## Prompt A
Summarize the post about Biden's price claim in two sentences.
## Prompt B
According to the post about Biden's price claim, by what percentage did real wages fall during his presidency?
## Prompt C
Resume the post about Biden's price claim from the point where it stops.

## Selected excerpt

* * * * * * * * *

Posted on 12/11/2025 4:03:16 PM PST by nickcarraway
Diary of disturbing disinformation and dangerous delusions
This claim:
“We lowered the price of everything.” — Former President Joe Biden, Friday
We say: Uh oh, Joe’s into the Rocky Road again. Maybe if you too slept through his presidency you could buy Biden’s line that his was a golden age of affordability.
But if you had to buy groceries or pay for gas then, you surely saw how inflation ran red-hot on his watch: Home prices alone soared 38% and gasoline prices rose 31% — while real wages fell 4%. Affordability? Please.
(Excerpt) Read more at nypost.com ...
Biden doesn’t know what day it is. KBJ doesn’t know what a woman is.
Discounted Hunter Biden paintings are not significant in lowering prices.
She knows how they taste where it matters.
Joe was completely wrong about prices & now I think that even though inflation may have tamed, we are still looking at some of those ridiculous prices, just at a lowered inflation rate now. Other than gasoline which fluctuates but is lower right now,there are certain other products that are marked down, but are you getting the same quantity & quality in those products? Here where I live, there has been an increase in the price of coffee as a f’rinstance. It may come down later. I hope it does before I have to buy more. The specific quantities it is sold in makes no sense either.

* * * * * * * * *

## Data supplied
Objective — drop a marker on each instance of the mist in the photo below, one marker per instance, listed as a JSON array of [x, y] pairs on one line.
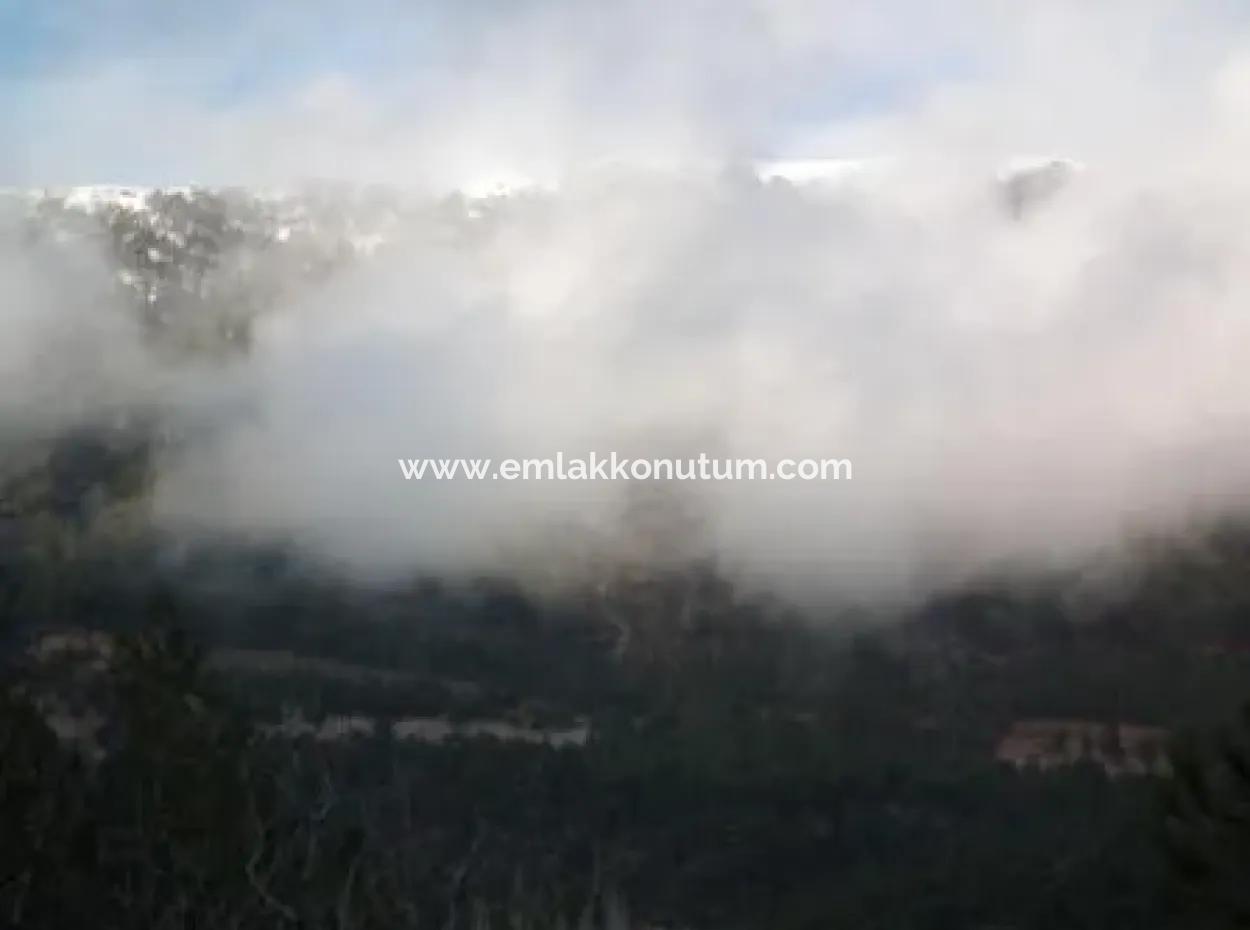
[[1014, 389]]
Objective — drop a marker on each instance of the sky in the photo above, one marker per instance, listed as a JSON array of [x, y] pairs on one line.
[[1004, 388], [144, 91]]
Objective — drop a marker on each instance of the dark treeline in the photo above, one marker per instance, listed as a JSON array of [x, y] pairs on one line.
[[746, 768]]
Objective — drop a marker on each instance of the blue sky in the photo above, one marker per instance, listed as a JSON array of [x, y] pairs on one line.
[[168, 89]]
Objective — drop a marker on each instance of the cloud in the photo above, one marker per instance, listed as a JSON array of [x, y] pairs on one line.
[[1008, 390]]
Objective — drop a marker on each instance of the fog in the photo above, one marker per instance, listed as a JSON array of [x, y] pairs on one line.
[[1011, 389]]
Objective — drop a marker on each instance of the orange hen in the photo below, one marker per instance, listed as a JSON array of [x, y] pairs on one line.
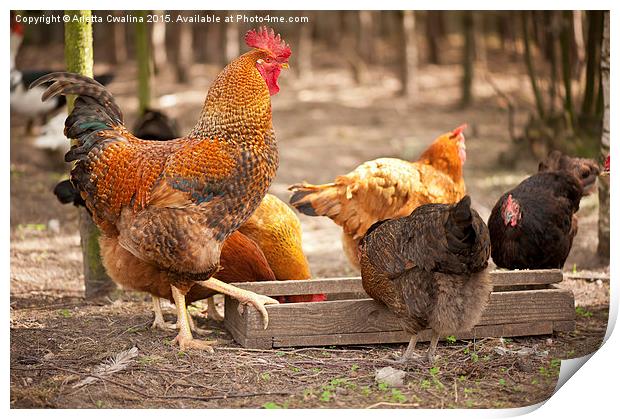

* * * * * * * * *

## Answer area A
The post quotes Joe Biden saying "We lowered the price of everything" and rejects the claim, noting that during his presidency home prices soared 38% and gasoline prices rose 31% while real wages fell 4%. Commenters mock the claim, and one adds that even with inflation tamer, prices remain high, citing a rise in coffee prices.

## Answer area B
Real wages fell 4%.

## Answer area C
Do you think it would help her, if she took a biology course?
That’s how stupid these two are.
At all.
Egg prices are up $1/dozen here vs last week, but that may be due to the floos(WA).
Dementia Joe and KBJ the most stoopid jurist Ever.
Refresher course
From June 2020 through October 2023, overall prices grew by 19.7 percent, or nearly one- fifth in just three years. Food prices rose 21 percent and shelter prices increased by 19 percent. The Case-Shiller index, a sensitive metric for new and used home sale prices, increased by 43 percent.
Adding up the deficits for FY2020 through FY2023 totals $8.8 trillion. Outside of wartime, no four years in U.S. history has seen deficits this large, either in nominal terms or as a percent of GDP.
This infusion of trillions of deficit dollars resulted in a 25.4 percent increase in bank assets between 2020 and 2021, which banks converted into loans. Consumer loans rose by 19.2 percent, real estate loans grew by 12.1 percent, and total loans for the banking system expanded by 13.7 percent. The last time there was such a jump in lending was in the run-up to the Great Recession, 2005 and 2006.
This greater supply of credit was complemented by a large increase in the money supply. Between March 2020 and April 2022, a broad measure of the money supply grew by $5.4 trillion, which was about a third of GDP during that period.
Alternative explanations of inflation fail to refute the connection between funding federal deficits and rapid increases in household and business purchases. These alternative explanations of inflation include supply chain disruptions, price gouging, and the arguments of Modern Monetary Theory.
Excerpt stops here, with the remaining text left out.